Filter the listing below, keeping only the lines that contain the string "each", and copy those lines out in full.

● Data rows

··········

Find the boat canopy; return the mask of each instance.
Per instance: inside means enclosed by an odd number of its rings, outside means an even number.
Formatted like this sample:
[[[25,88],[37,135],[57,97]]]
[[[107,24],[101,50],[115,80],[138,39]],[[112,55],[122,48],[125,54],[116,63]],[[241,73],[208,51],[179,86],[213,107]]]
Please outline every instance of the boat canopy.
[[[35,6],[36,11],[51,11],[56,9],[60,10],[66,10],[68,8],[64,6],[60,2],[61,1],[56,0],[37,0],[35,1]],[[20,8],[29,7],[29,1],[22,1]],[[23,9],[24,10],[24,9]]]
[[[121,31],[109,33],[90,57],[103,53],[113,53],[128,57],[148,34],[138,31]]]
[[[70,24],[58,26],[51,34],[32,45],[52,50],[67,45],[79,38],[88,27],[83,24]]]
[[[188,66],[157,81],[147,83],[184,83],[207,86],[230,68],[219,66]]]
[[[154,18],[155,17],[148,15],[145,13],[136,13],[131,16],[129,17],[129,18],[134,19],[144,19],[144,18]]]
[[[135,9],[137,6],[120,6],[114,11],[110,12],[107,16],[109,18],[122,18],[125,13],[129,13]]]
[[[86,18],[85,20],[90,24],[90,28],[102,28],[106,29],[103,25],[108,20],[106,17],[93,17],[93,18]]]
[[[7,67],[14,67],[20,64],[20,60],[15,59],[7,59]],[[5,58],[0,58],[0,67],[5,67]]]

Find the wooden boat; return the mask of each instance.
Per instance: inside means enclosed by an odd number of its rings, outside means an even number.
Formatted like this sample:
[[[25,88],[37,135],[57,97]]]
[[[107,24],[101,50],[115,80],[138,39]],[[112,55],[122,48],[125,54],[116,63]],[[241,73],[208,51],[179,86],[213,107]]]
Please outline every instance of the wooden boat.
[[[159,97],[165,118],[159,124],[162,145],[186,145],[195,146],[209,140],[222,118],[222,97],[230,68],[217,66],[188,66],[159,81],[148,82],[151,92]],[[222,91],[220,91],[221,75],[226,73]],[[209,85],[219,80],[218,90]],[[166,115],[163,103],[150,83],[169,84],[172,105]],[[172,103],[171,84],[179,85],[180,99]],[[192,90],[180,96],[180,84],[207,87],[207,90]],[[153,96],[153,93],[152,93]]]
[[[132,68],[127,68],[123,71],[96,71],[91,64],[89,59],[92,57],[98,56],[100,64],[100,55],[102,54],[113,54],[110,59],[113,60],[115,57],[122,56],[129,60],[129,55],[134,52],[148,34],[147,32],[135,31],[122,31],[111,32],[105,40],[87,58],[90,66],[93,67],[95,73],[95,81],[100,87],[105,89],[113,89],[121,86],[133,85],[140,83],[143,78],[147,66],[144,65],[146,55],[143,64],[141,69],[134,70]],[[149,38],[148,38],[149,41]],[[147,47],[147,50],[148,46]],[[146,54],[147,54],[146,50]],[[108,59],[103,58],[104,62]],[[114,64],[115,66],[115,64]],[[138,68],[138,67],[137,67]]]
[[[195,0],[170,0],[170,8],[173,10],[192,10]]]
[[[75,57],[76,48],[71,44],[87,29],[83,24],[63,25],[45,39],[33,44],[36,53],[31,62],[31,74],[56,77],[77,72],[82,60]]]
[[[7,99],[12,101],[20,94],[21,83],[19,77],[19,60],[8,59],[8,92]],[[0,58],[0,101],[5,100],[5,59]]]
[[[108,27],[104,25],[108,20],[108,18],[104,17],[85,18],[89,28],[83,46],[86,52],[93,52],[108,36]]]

··········

● Problem solution
Find the boat canopy; return the mask of each instance.
Find the wooden boat; return the mask of each instance.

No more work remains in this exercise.